THE REQUEST | Copy out all of the data below, requests included, but leave out the picture. Multiply every box coordinate in the answers by 0.5 and round to whole numbers, with halves rounding up, while keeping the sample coordinates in the requests unchanged.

[Collected data]
[Begin]

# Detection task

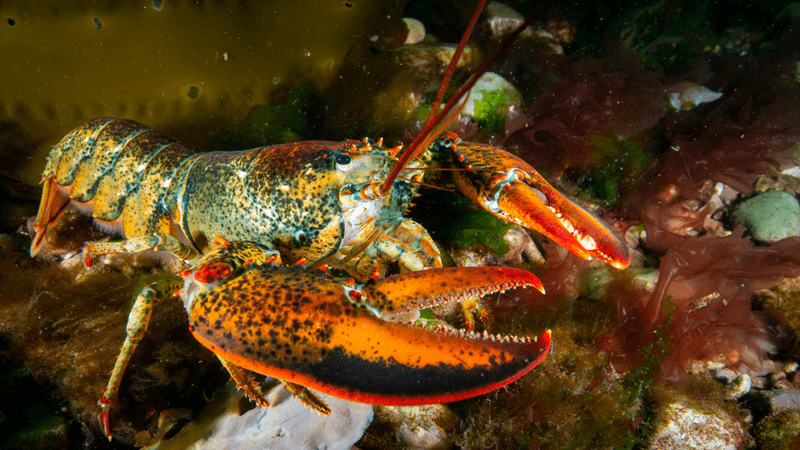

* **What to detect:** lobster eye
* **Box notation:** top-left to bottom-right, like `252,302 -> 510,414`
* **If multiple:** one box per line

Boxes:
335,153 -> 353,170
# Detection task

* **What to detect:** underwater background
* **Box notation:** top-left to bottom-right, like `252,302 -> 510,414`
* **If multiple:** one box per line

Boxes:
0,0 -> 800,449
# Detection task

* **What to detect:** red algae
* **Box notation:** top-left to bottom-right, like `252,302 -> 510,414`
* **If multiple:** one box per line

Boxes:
598,228 -> 800,381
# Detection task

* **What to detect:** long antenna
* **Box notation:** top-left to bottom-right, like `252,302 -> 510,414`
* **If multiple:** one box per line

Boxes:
380,0 -> 550,195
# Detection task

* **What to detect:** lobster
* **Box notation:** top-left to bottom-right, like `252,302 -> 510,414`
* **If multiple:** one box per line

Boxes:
31,0 -> 630,439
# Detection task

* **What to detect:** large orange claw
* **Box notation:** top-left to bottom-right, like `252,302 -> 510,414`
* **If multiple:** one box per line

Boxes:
450,142 -> 631,269
179,242 -> 550,405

[End]

TASK RESPONSE |
# Detection task


* **What to detect:** lobster eye
* **Box notation:** top-left to bottom-right, like `252,302 -> 510,414`
* **If multiple:** one box per line

Boxes:
168,77 -> 177,85
# Detection task

* **What to detect:** underwater background
* **Box notation:** top-left to bottom-right, like `252,302 -> 510,414`
* **If multiple:** one box per line

Boxes:
0,0 -> 400,225
# Detection task

* **What to detect:** red algae
* **Box notation:** top-left to bottom-right, like `252,302 -> 510,414`
* **If multiple:** one box per line

Boxes:
299,114 -> 400,191
# Detection task

* **What to detect:** long antenna
* **Box notation:** top-left to bottom-right, like `252,302 -> 510,414`
* **If multiple:** one box per line

Boxes:
190,0 -> 275,98
# Detection task

* **What to detect:** lobster
* **Box notation:** top-left to bottom-right, like `252,302 -> 510,414`
* **If multiple:** one box per line

Boxes:
16,0 -> 315,220
# Detection task

* **What to detect:** large orange claw
* **Box notation:** top-left to bottom-right, like `252,302 -> 510,414`
* **If multiple:** one box per line

Boxes:
225,71 -> 316,135
90,121 -> 275,203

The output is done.